_SET TASK_: Select every line in the rows below that contains the word "teal", and copy each of those lines.

═══ EXTRACTED ENTRIES

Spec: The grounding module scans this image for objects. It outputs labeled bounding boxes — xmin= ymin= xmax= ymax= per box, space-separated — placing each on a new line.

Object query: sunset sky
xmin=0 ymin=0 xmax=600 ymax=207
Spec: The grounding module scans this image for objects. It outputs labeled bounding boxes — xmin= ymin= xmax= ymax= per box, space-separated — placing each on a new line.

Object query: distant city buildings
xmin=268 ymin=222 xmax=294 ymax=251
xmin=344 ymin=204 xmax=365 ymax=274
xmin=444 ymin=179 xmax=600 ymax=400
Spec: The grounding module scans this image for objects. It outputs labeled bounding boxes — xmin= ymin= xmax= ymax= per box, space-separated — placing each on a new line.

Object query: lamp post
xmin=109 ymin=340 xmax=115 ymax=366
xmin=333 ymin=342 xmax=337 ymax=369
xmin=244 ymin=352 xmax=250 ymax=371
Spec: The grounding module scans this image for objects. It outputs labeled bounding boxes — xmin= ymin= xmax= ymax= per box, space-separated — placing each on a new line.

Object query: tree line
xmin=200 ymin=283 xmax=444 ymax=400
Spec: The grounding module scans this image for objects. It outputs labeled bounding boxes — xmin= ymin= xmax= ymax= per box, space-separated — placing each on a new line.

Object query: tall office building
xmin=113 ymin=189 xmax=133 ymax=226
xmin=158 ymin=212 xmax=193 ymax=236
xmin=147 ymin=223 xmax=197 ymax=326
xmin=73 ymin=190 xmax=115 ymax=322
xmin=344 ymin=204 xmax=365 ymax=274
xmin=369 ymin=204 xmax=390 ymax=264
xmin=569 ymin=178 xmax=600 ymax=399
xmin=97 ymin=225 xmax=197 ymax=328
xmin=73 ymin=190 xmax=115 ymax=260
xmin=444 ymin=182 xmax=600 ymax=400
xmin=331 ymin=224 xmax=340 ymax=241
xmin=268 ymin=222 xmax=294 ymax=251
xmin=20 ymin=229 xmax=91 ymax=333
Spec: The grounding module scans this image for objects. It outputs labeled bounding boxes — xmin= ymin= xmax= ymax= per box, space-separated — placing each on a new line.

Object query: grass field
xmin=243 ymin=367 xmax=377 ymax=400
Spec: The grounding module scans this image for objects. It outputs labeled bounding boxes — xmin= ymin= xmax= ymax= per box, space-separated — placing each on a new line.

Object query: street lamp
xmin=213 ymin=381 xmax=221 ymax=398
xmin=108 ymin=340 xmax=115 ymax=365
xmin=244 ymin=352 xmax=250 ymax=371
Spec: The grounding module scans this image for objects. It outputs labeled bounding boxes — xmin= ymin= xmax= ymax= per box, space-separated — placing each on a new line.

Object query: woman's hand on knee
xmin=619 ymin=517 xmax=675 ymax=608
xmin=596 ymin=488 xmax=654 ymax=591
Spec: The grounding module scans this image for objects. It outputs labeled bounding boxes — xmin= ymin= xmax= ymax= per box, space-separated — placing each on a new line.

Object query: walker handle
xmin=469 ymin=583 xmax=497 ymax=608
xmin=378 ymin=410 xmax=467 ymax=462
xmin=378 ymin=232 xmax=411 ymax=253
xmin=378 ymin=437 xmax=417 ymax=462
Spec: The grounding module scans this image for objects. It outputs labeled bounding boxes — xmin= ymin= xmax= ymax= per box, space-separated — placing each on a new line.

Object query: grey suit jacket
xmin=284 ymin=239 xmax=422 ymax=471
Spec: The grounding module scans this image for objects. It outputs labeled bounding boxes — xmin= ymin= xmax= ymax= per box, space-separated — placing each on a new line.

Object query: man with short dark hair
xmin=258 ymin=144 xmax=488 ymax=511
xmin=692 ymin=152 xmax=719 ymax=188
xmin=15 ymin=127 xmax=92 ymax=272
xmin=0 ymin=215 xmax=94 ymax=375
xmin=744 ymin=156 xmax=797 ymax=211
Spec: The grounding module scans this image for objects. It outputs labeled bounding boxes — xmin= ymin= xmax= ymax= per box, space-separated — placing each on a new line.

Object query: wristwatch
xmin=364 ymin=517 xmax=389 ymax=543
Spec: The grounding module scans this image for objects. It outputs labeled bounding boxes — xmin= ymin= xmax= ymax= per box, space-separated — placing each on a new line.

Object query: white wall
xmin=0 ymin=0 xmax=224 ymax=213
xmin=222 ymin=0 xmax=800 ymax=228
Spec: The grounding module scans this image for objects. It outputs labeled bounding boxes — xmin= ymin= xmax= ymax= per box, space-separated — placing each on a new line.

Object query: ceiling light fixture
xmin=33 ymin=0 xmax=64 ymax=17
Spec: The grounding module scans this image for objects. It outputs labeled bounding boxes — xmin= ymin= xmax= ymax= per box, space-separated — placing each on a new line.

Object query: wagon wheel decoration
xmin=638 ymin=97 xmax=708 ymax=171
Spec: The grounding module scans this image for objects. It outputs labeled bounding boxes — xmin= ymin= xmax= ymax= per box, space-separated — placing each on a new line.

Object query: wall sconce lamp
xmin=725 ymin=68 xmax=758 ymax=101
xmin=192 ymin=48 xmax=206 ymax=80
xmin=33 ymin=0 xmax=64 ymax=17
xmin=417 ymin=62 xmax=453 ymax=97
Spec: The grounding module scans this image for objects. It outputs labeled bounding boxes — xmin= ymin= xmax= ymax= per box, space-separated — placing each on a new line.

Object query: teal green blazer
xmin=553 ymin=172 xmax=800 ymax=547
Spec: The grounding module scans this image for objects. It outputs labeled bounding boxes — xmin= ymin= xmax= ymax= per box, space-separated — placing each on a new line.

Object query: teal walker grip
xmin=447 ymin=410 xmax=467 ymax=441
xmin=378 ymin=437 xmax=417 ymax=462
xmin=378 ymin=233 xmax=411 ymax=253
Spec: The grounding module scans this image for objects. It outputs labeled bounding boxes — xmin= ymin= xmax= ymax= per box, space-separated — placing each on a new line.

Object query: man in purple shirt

══════

_RESULT OF THIS TASK_:
Object query: teal green blazer
Object query: teal walker grip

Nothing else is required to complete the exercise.